_EXERCISE_. The stretch wanted below opens at the line containing "Target: wooden window sill" and closes at the line containing "Note: mark the white siding". Please return it exactly, with no other lines.

PROVIDED RECORDS below:

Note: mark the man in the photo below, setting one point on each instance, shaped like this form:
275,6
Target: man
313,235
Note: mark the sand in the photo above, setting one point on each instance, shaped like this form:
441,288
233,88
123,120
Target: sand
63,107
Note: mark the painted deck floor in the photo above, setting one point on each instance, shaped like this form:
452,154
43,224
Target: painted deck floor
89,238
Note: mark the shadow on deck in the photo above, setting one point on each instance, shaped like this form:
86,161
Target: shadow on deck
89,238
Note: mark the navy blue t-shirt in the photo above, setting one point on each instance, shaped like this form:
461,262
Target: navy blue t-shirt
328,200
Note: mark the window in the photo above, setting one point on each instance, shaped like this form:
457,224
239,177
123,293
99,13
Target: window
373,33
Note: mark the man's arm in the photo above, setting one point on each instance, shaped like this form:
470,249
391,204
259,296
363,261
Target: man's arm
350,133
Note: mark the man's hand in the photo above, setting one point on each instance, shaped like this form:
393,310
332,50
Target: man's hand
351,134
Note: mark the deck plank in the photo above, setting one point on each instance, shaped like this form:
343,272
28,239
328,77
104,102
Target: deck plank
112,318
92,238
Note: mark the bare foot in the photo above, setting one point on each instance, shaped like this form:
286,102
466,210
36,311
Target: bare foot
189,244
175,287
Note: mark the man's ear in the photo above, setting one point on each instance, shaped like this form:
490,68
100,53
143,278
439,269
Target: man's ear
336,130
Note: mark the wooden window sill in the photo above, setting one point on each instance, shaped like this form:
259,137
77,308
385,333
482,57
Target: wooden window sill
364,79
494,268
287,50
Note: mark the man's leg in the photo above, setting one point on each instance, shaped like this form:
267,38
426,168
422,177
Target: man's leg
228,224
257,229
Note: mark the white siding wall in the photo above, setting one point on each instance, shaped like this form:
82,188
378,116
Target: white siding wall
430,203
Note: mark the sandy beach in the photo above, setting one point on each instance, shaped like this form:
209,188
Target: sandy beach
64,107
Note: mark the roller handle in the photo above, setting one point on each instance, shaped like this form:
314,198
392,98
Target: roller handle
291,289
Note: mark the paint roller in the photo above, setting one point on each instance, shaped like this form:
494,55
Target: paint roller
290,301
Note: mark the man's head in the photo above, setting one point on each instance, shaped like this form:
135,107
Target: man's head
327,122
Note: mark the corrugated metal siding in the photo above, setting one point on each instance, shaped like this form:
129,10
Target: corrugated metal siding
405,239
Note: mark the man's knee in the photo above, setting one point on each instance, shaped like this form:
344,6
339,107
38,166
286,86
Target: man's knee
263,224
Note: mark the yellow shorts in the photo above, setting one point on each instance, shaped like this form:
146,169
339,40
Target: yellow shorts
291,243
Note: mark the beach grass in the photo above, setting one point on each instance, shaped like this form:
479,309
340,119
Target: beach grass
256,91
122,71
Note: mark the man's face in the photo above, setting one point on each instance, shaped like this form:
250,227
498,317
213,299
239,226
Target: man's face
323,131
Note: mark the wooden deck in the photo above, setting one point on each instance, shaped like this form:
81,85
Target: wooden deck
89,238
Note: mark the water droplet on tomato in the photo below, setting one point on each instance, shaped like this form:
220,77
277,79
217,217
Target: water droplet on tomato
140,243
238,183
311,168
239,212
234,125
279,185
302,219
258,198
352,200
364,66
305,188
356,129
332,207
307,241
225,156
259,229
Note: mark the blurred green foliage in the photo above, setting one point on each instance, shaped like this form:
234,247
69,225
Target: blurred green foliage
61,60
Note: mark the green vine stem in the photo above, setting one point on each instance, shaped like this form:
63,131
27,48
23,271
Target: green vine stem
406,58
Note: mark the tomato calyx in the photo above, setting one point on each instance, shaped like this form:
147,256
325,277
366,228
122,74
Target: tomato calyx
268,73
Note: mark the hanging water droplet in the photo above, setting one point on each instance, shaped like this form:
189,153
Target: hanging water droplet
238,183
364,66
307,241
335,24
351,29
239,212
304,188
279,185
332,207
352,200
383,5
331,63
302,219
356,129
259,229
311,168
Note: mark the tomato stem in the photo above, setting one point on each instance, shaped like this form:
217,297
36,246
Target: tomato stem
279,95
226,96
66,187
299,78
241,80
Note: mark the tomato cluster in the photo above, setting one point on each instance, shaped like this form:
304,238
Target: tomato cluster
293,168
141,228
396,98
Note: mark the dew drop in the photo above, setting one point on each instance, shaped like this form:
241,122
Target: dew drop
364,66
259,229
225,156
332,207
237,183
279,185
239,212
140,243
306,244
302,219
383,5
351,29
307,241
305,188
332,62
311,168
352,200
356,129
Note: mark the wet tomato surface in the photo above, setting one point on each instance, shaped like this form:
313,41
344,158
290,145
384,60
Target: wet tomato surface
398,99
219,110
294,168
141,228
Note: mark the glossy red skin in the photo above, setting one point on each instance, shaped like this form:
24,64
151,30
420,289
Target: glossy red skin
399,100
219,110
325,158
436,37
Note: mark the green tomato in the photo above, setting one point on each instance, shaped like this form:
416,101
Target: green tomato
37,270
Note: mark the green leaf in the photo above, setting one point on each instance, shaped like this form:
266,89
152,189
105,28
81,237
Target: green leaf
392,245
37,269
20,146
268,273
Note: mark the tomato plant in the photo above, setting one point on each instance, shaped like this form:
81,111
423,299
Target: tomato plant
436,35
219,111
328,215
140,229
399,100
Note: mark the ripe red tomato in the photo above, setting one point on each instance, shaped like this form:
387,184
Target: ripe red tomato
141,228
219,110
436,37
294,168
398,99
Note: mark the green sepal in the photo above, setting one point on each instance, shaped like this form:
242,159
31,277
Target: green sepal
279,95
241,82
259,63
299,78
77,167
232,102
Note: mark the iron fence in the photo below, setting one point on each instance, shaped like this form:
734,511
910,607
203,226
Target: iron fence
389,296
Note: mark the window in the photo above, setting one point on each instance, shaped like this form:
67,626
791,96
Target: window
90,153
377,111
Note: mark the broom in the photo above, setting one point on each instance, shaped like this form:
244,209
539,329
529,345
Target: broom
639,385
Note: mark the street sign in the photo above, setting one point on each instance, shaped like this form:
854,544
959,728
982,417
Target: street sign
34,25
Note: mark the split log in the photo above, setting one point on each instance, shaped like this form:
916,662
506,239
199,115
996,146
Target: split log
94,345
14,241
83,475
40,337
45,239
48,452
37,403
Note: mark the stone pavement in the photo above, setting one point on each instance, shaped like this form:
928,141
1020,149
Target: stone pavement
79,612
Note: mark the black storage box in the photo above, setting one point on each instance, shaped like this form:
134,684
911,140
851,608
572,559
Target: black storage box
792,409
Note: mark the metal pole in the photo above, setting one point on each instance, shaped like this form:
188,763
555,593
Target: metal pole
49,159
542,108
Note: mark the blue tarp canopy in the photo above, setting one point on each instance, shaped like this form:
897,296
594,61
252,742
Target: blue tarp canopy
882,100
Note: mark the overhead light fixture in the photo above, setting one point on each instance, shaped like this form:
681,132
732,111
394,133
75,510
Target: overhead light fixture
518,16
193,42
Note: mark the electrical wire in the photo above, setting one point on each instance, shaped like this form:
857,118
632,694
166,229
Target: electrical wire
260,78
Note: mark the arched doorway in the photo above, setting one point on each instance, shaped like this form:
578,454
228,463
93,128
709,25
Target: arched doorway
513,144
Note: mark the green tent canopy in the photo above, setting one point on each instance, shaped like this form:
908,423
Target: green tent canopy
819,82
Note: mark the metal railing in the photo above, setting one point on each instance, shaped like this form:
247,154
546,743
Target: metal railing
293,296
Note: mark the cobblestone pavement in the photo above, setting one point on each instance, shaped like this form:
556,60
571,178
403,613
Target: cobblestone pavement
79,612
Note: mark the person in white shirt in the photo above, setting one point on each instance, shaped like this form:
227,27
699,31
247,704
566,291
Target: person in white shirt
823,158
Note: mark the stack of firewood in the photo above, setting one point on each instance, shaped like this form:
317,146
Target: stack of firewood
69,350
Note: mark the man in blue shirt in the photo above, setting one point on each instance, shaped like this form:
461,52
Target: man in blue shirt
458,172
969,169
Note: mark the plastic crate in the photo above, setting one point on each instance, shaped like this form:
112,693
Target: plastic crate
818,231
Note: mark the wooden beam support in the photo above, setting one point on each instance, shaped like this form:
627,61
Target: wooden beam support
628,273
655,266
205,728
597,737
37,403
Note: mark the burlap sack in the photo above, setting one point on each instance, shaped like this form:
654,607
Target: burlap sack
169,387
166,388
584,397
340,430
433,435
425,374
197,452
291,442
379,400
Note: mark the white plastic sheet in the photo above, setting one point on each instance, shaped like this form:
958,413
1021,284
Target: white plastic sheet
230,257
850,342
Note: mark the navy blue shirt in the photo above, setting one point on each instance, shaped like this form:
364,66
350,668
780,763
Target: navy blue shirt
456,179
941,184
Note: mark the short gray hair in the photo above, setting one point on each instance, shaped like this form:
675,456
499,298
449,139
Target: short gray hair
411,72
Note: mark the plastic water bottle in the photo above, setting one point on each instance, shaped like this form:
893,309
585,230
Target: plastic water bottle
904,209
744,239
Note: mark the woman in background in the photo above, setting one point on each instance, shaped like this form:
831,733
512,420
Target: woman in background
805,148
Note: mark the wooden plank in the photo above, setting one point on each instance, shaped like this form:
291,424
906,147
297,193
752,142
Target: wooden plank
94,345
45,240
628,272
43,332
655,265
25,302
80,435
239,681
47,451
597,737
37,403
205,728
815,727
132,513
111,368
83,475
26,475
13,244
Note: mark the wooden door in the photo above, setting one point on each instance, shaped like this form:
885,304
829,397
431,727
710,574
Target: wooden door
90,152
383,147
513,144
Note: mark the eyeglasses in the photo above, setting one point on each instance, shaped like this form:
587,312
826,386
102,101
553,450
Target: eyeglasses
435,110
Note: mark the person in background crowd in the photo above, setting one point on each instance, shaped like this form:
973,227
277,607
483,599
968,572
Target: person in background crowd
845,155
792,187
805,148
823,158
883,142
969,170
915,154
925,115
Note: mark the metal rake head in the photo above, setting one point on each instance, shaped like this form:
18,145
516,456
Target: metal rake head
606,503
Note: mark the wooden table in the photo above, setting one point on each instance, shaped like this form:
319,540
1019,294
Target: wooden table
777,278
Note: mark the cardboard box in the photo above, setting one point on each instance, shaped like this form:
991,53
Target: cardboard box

End of PROVIDED RECORDS.

_SOLUTION TO THE PROBLEM_.
Target: wooden window sill
364,79
494,268
287,50
Note: mark the man's leg in the photo above, setting one point on each instance, shaped like this form:
267,38
426,168
422,177
Target: man's leg
228,224
257,229
Note: mark the white siding wall in the photo above, setting one point on each instance, shaped like this form:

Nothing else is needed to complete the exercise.